Textauszug:
* * * * * * *
Allzu lange hält der Ausflug auf der irischen Schmuddel-Insel übrigens nicht an, denn selbst wenn man Zeit investiert den Großteil der Sammelgegenstände einzusammeln, um entsprechende Achievements zu verdienen, ist das Spiel nach ca. 4 Stunden auch schon wieder vorbei. Wobei es bei dieser Zeitangabe natürlich auch darauf ankommt wie gut man mit den Rätseln oder der Sucherei nach (wichtigen) Gegenständen zurechtkommt. Aufgrund der konstant grauen Grafiksuppe kann man viele Gegenstände nämlich leicht verfehlen.
Das Spiel verwendet übrigens Autosaves, kreiert für jeden Auto-Speichervorgang jedoch einen separaten Speicherstand, die man beim Wiedereinstieg frei anwählen darf. Und da derartige Speicherstände in löblicher Regelmäßigkeit angelegt werden, zählt der Faktor „Autosave als kompletter Ersatz für manuelle Speicherstände“ mal außnahmsweise nicht als negativer Kritikpunkt.
* * * * * * *
Bereitgestellte Einträge:
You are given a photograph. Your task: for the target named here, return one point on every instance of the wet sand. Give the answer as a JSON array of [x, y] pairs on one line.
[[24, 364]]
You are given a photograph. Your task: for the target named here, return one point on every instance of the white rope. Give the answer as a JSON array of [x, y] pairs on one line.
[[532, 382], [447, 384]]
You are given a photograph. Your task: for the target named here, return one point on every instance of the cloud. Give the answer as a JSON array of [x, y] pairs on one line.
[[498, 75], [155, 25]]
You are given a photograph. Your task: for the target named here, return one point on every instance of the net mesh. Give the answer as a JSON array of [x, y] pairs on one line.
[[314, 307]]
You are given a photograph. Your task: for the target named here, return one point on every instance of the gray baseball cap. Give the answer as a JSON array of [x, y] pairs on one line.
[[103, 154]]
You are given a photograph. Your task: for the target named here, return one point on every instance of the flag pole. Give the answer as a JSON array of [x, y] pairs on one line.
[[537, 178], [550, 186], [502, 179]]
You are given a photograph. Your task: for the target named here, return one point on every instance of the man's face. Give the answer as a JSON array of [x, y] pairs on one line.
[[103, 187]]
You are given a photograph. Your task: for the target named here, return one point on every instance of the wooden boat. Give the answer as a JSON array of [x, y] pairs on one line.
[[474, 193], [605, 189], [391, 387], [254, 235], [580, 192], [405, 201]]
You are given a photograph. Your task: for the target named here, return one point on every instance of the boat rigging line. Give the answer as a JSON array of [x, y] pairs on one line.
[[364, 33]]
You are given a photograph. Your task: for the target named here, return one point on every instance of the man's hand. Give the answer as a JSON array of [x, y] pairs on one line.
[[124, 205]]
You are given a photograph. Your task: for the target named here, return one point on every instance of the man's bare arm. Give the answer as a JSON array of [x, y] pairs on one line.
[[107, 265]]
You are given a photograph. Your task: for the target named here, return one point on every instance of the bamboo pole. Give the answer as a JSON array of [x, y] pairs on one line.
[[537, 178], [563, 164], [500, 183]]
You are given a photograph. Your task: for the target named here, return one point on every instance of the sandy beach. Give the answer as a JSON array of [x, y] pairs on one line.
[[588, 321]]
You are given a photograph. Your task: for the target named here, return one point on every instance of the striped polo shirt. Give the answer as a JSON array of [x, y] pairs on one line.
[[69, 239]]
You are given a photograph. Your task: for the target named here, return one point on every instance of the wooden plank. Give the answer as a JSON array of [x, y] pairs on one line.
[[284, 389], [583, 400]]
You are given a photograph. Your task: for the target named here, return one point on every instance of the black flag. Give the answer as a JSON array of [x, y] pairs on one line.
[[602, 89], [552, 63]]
* * * * * * *
Aufgabenstellung: Kopieren Sie den Abschnitt des Textauszugs wortgetreu, beginnend mit „Allzu lange hält“ und fortlaufend bis einschließlich „nämlich leicht verfehlen.“.

Lösung:
Allzu lange hält der Ausflug auf der irischen Schmuddel-Insel übrigens nicht an, denn selbst wenn man Zeit investiert den Großteil der Sammelgegenstände einzusammeln, um entsprechende Achievements zu verdienen, ist das Spiel nach ca. 4 Stunden auch schon wieder vorbei. Wobei es bei dieser Zeitangabe natürlich auch darauf ankommt wie gut man mit den Rätseln oder der Sucherei nach (wichtigen) Gegenständen zurechtkommt. Aufgrund der konstant grauen Grafiksuppe kann man viele Gegenstände nämlich leicht verfehlen.